■ **DOCUMENT TEXT**

*****

You May Also Like…

We see them all the time on social media, not memes which are a by-product of social media, but lists, a creation of humanity’s need for order and context as old as hieroglyphics on the walls of caves.

Lists of best or worst: states to visit, cities to live, highways to travel, plants to grow, vitamins to take, and so on. Many begin with “Most”: healthy foods, wealthy celebrities, popular movies, successful sports teams, party-prone colleges, risky occupations, also on and on. Others begin with “Top” or “Favorite”: years for automobile sales, rock-and-roll guitarists, coffee producing countries, sandwiches in each state, and on and on and on.

Not to press the matter, but I can’t help but mention highly specified lists such as–and no, I am not making this up–“Stadiums with lighthouses within a 25-mile radius.” Finally, the Mets win something!

All of it click-bait for the ads they carry, as I learned early on. A few years back I couldn’t resist one ranking state capitols as places to live. I’ve lived in three, all of them high on the list. When I sent it to a long-ago friend from Bismarck, North Dakota, then living in Salem, Oregon (two of mine, the other being Denver), she returned a dry thank you with the complaint that the site should offer the bare list to be viewed all at once.

I agreed. Of course, the whole point of the paragraph or two or three is to stretch the list for the sake of ads. Various scientists as well as marketing experts would call any such list a “delivery system” for as many ads as they think we can stand–or withstand.

*****

■ **DATA EXTRACT**
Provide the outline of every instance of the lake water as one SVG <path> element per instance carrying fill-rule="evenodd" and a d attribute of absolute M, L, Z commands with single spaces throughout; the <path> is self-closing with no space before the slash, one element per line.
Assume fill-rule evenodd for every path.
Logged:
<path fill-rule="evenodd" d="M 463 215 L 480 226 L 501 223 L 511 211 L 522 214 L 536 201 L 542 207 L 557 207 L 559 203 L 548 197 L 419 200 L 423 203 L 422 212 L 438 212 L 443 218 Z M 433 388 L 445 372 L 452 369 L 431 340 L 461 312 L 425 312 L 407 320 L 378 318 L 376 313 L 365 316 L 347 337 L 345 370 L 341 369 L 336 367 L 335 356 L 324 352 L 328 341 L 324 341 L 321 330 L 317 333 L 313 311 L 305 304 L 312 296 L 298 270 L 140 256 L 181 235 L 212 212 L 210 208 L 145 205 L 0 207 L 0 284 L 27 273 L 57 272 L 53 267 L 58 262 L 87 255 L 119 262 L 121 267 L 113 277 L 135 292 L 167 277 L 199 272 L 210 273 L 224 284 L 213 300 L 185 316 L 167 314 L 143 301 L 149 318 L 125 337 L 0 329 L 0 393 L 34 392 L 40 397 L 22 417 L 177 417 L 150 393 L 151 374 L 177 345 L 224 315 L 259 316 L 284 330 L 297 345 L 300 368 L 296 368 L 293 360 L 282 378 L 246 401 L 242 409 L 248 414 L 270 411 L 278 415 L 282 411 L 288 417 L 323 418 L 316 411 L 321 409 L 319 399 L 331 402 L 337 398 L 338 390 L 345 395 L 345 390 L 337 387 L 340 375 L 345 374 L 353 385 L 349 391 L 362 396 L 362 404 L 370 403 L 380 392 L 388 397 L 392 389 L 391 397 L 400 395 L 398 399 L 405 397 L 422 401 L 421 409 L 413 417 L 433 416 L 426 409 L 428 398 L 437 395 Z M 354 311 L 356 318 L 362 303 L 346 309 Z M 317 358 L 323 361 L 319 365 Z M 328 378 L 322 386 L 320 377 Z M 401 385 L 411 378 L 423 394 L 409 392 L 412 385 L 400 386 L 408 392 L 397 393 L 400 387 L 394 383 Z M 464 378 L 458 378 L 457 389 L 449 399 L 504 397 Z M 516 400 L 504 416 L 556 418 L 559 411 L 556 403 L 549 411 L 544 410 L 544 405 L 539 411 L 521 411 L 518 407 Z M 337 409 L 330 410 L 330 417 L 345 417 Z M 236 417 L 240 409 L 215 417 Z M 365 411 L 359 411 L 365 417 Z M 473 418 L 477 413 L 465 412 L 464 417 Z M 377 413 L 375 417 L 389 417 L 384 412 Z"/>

*****

■ **TASK OBJECTIVE**
Please extend the essay on online lists past its final sentence. The listing is separate material and plays no part in what follows.

■ **OUTPUT OF THE TASK**
So, with the exception of a few such as US presidents ranked according to height or weight, I’ve done well to avoid these lists–until last week when I spotted “Worst books we read in high school ranked from bad to terrible.”

No way this former English teacher could scroll past that. If nothing else, I knew I’d get a good laugh at flippant descriptions of every novel I ever read and avoided reading (courtesy of Cliff Notes) through high school and college.

When the brief intro promised a range from “the long-winded adventures in The Deerslayer to the complex friendships in A Separate Peace,” I knew that every classic ever assigned in high school would be dismissed on one of those two grounds. Proving my point immediately were two John Steinbeck novels in the high 30s, but is East of Eden ever assigned in high schools? Did someone somehow mistake those 700 pages for the high school staple, Of Mice and Men?

Despite my expectation, Animal Farm‘s inclusion shocked me. Text posits that students would have to know history to understand the allegory, but an allegory always stands on his own, and I recall a high school class of 1968 that laughed all through it and for days after the assignment. Film adaptations appeared in 1955 and 1999, and in 2017 the book became a video game.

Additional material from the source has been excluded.